■ Source passage
# # # # #

# lally columns



## wimp (Jul 12, 2007)

Any structural engineers out there know anything about Lally columns. I have a house to renovate / design and am relizing that builders use lally columns without realizing how much load they are putting on them. Are there any load tables out there for Lally columns which are purchased at local lumber yards?

One site said the allowable load for a 3.5" dia 16 ga. column is 8.2Kips

are these columns really only 16 ga?? that's only approx .06" wall thickness!!

seems really low considering these columns are widely used in most residential construction.

any guidance would b e appreciated.


----------



## rdbse (Jul 12, 2007)

I do not have a table for lally columns, but a 3-1/2" 16 Ga. stud 12'-0" long is good for about 3 kips. The circular section of the column will have better section properties resulting in a greater capacity.

Regardless, I would use standard pipe columns, and that's why I do not like doing residential work.


----------



## wimp (Jul 12, 2007)

rdbse said:


> I do not have a table for lally columns, but a 3-1/2" 16 Ga. stud 12'-0" long is good for about 3 kips. The circular section of the column will have better section properties resulting in a greater capacity.
> Regardless, I would use standard pipe columns, and that's why I do not like doing residential work.


I agree, when I do new work, I use HSS square tubes, but this one is existing. I think I will have them replace them since we will be adding significant load to them.

thanks for the input

:thankyou:


----------



## singlespeed (Jul 12, 2007)

When you see the load ratings, be sure to note what assumptions were made - some tables that I have seen state eccentricity of load, yield strength of steel, and compressive strength of _concrete used to fill_ the steel post.


----------



## MA_PE (Jul 12, 2007)

A quick search got me this link.

post jacks

As stated above, note that allowable loads assume concentric loading with a safety factor of 2.5. These guys a 11 ga


----------



## snake340 (Sep 26, 2011)

Check this link for load tables

http://www.destefanoassociates.com/pdfs/te...lly_columns.pdf

The same laod table is usually available on Lally's website (http://www.lallycorp.com/index.html), but the site seems to be down right now.

You can't compare a Lally column to a 16 ga. stud because Lally columns are filled with concrete, which gives them almost all of their axial strength.


----------

# # # # #

■ Request A
In the lally columns thread, what does MA_PE say the allowable loads assume?
The entries that follow are unrelated to the lally columns thread.

■ Data drawn from a collection

# # # # #

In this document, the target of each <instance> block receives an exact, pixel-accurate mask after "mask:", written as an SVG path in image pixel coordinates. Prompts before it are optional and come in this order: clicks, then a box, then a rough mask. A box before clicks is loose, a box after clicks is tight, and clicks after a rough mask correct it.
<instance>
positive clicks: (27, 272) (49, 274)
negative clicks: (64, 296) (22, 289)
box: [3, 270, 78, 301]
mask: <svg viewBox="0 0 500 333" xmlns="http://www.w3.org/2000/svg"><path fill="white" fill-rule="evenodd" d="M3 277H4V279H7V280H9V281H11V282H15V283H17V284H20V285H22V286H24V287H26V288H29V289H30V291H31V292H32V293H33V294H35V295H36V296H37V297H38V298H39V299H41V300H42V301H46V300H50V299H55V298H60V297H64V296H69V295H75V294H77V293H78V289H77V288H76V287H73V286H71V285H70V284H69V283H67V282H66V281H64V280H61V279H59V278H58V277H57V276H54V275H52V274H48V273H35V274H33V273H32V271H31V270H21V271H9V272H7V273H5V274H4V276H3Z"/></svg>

# # # # #

■ Request B
Reproduce the entries word for word, starting at their first line and stopping after the line that contains "positive clicks: (27, 272) (49, 274)".

■ Answer A
They assume concentric loading with a safety factor of 2.5.

■ Answer B
In this document, the target of each <instance> block receives an exact, pixel-accurate mask after "mask:", written as an SVG path in image pixel coordinates. Prompts before it are optional and come in this order: clicks, then a box, then a rough mask. A box before clicks is loose, a box after clicks is tight, and clicks after a rough mask correct it.
<instance>
positive clicks: (27, 272) (49, 274)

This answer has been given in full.